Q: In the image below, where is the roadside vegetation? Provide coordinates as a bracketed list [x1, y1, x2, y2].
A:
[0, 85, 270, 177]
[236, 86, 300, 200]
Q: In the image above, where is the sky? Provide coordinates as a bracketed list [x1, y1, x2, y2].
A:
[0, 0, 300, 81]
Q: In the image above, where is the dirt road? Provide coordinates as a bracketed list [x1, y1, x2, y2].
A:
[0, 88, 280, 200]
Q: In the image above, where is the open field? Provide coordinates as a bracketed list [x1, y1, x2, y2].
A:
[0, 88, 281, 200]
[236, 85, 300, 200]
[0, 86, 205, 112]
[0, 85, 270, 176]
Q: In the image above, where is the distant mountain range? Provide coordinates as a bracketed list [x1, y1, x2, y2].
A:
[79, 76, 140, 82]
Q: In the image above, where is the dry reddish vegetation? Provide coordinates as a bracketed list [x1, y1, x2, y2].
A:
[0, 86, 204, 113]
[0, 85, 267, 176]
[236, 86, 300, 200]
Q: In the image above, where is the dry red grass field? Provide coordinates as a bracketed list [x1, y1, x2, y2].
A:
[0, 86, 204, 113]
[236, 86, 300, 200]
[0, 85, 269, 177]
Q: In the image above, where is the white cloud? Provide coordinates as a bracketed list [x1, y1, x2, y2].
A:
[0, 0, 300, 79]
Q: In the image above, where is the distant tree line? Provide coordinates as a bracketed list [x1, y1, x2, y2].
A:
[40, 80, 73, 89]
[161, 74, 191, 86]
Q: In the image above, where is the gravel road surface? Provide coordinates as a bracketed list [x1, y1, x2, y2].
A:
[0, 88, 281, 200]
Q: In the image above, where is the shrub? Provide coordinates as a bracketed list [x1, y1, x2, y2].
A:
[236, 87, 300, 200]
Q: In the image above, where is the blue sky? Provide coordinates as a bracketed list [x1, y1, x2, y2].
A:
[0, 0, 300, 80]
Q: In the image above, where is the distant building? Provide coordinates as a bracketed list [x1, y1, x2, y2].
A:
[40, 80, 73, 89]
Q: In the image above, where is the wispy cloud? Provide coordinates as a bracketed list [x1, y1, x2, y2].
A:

--*--

Goal of the exercise:
Repeat every entry above word for word, changing nothing.

Completed task:
Q: In the image below, where is the roadside vegetation? Provide coordinates as a bracketed list [x1, y1, x2, y2].
A:
[0, 85, 270, 177]
[236, 86, 300, 200]
Q: In the image above, where is the sky? Provide coordinates as a bracketed list [x1, y1, x2, y2].
A:
[0, 0, 300, 81]
Q: In the image above, where is the dirt road? Provide coordinates as a bracketed list [x1, y1, x2, y2].
A:
[0, 88, 280, 200]
Q: In the image above, where is the open field? Provide coordinates as a bracketed list [x1, y1, x2, y2].
A:
[0, 88, 281, 200]
[236, 85, 300, 200]
[0, 86, 205, 112]
[0, 85, 270, 176]
Q: In the image above, where is the distant mountain range? Provide coordinates as a bracketed list [x1, y1, x2, y2].
A:
[79, 76, 140, 82]
Q: In the image above, where is the dry reddish vegetation? Provide coordinates as a bracketed list [x1, y1, x2, y2].
A:
[0, 86, 204, 113]
[0, 85, 267, 176]
[236, 86, 300, 200]
Q: In the image above, where is the dry red grass field? Provide coordinates as a bracketed list [x1, y1, x2, y2].
A:
[0, 86, 204, 113]
[236, 86, 300, 200]
[0, 85, 269, 177]
Q: In the image above, where is the white cloud? Provide coordinates as a bracketed list [x1, y1, x2, y2].
A:
[0, 0, 300, 79]
Q: In the image above, where is the distant tree line? Provide coordinates as a bracketed list [x1, y1, x2, y2].
A:
[40, 80, 73, 89]
[161, 74, 191, 86]
Q: In the image above, where is the gravel road surface? Provide coordinates as a bracketed list [x1, y1, x2, y2].
A:
[0, 88, 281, 200]
Q: In the image above, where is the shrub? Provide coordinates as a bracketed list [x1, y1, x2, y2].
A:
[236, 87, 300, 200]
Q: In the image above, where is the blue sky? Provide coordinates as a bracketed list [x1, y1, x2, y2].
A:
[0, 0, 300, 80]
Q: In the image above, where is the distant building? Provide coordinates as a bracketed list [x1, y1, x2, y2].
A:
[40, 80, 73, 89]
Q: In the image above, where is the wispy cloud? Provide coordinates as a bracketed list [x1, y1, x2, y2].
A:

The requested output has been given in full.